--- START Input data ---

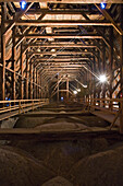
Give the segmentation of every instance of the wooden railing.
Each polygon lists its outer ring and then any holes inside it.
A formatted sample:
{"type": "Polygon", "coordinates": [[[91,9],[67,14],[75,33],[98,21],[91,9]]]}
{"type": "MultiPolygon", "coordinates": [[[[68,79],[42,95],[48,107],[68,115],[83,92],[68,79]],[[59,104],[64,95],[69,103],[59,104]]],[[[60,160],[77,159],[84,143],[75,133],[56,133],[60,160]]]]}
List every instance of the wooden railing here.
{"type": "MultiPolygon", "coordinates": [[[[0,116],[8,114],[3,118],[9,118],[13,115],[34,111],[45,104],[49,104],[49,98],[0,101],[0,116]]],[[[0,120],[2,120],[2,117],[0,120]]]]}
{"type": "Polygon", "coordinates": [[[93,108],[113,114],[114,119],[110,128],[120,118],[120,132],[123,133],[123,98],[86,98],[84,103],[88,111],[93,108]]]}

--- END Input data ---
--- START Input data ---

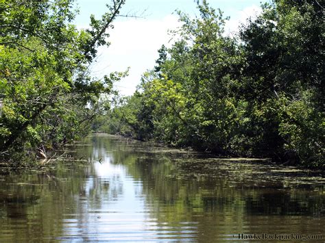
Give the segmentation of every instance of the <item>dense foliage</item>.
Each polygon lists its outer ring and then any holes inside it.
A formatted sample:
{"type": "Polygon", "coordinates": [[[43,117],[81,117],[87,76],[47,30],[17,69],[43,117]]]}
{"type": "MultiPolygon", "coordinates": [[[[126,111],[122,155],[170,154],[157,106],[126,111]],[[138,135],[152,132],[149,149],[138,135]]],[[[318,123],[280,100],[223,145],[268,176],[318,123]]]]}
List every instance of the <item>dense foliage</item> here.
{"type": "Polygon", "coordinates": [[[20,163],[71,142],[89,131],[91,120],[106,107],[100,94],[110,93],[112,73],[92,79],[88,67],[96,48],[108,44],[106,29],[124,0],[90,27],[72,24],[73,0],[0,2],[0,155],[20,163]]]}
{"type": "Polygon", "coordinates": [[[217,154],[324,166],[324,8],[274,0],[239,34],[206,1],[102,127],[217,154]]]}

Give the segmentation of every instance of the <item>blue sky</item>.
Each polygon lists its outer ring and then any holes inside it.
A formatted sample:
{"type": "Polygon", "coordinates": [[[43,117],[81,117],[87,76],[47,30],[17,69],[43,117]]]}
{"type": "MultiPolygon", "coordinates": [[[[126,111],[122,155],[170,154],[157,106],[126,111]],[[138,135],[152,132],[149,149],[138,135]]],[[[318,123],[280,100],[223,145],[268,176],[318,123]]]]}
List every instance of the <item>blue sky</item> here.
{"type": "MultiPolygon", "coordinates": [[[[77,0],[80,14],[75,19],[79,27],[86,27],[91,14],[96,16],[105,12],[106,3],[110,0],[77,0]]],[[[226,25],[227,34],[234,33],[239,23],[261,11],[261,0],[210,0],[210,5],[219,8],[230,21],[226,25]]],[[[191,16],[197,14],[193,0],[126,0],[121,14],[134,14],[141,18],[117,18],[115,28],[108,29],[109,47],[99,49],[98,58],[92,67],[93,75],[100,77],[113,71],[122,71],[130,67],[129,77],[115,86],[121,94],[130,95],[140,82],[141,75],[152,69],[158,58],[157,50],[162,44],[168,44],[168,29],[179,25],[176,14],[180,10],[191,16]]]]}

--- END Input data ---
--- START Input data ---

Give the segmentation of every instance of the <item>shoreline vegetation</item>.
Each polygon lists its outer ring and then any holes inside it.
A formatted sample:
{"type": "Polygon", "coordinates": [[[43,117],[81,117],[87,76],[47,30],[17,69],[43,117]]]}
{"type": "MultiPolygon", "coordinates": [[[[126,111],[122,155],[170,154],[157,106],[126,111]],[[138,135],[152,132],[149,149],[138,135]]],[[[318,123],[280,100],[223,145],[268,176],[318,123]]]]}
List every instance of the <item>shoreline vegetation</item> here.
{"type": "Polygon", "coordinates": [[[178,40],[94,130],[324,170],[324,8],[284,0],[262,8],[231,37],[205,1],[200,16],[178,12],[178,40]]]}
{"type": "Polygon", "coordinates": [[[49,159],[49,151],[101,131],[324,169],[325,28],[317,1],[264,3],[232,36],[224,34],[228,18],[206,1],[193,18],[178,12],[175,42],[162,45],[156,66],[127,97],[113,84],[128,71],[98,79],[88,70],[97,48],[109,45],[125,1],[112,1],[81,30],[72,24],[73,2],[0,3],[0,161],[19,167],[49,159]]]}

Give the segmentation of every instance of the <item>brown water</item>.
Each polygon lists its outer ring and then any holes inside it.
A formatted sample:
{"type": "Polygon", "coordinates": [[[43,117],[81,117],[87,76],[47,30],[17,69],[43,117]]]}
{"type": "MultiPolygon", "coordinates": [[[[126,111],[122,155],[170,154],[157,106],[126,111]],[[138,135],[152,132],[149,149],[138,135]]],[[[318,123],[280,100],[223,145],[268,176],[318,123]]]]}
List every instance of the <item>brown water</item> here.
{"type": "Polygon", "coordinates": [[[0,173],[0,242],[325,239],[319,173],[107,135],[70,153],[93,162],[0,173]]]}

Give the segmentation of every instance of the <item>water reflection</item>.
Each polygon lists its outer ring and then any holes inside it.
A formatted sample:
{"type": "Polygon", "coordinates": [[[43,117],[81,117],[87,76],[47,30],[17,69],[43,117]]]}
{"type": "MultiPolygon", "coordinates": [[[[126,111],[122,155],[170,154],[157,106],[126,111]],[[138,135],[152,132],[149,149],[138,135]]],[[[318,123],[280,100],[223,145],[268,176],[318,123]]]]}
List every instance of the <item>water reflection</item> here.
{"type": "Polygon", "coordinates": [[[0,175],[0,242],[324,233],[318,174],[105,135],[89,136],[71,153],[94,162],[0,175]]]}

--- END Input data ---

§ **Task**: Gather every line of the records that contains the word "water".

§ **Answer for this exercise**:
Give the segmentation of every instance of the <item>brown water</item>.
List every instance of the <item>brown water</item> here.
Give the segmentation of every instance of the <item>water reflection</item>.
List every instance of the <item>water reflection</item> here.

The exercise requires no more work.